*Your goal*. Rescale only the lines below that run from the one containing "Spot any visible name badge." through the last line, both included. Reproduce them in full, requests included, with every bounding-box coordinate in the answers multiplied by 0.8 and rounded to a whole number, halves rounding up.

*Data*.
= = = = = = =

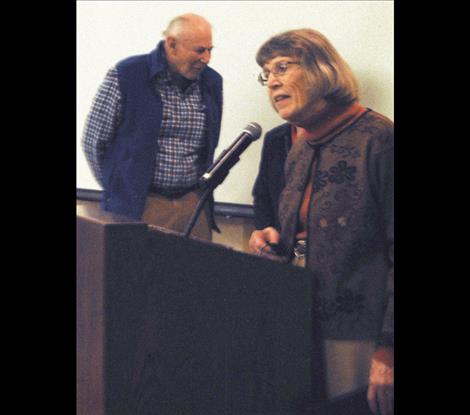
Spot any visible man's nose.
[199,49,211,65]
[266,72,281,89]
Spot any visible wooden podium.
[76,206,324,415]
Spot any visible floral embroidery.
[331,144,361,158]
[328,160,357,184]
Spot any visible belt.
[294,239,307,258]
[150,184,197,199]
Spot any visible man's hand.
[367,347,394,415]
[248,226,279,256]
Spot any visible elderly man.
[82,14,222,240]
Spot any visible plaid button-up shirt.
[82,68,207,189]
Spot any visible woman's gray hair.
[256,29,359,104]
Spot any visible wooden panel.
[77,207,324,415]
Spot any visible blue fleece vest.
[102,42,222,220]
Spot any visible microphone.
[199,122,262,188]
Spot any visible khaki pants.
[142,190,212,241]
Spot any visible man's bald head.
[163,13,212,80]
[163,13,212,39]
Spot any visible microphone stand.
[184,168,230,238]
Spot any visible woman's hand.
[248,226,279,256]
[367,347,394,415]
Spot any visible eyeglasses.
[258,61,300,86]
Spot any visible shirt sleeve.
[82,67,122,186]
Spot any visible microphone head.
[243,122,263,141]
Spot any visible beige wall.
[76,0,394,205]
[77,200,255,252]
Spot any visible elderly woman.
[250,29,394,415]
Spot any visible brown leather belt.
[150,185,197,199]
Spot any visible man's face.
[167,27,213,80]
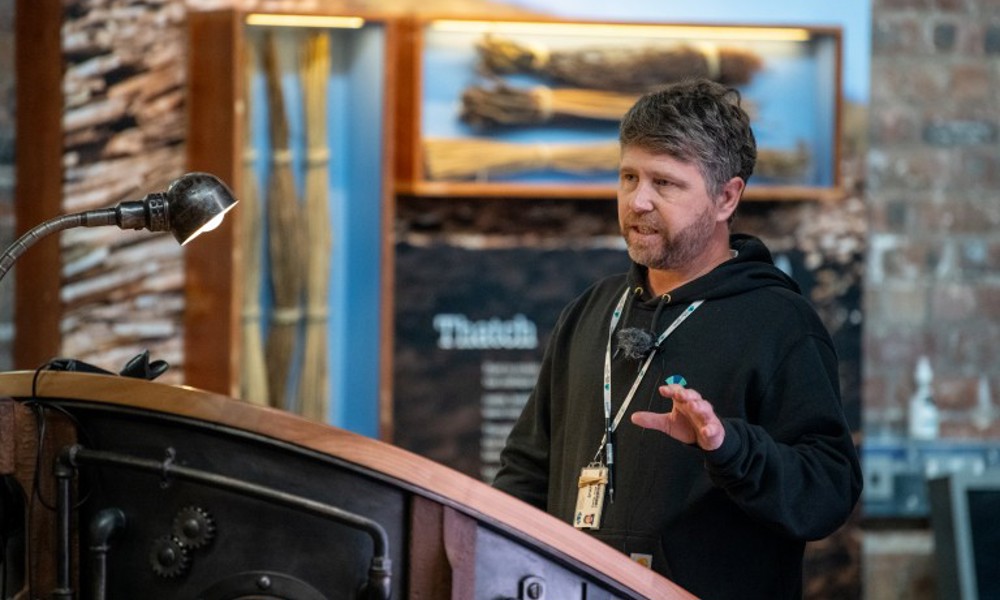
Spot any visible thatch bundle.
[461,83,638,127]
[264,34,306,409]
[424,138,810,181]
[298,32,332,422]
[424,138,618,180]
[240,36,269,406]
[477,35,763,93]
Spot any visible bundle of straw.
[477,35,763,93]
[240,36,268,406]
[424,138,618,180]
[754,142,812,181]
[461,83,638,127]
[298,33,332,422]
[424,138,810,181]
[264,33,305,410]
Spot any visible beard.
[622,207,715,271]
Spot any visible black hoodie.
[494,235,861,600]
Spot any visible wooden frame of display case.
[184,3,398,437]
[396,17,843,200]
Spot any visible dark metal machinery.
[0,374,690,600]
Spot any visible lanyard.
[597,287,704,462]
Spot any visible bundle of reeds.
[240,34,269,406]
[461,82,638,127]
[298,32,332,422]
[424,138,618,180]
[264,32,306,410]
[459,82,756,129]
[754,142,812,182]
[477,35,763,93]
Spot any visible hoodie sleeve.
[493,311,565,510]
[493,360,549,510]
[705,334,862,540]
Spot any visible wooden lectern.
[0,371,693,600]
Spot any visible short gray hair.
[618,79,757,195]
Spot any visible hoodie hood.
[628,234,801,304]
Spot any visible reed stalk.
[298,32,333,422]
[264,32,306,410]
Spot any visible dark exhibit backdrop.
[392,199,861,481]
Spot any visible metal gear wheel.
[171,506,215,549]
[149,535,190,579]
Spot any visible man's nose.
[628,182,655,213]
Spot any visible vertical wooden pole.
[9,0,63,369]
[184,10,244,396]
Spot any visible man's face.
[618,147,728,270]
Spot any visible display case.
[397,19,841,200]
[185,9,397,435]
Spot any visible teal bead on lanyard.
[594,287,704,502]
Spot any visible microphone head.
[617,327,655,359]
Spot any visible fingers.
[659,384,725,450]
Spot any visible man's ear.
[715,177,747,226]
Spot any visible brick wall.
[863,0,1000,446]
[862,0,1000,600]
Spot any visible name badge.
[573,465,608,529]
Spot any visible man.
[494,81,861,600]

= = = = = = =

*Complete answer*.
Spot any visible name badge.
[458,372,486,423]
Spot any visible man.
[395,65,689,480]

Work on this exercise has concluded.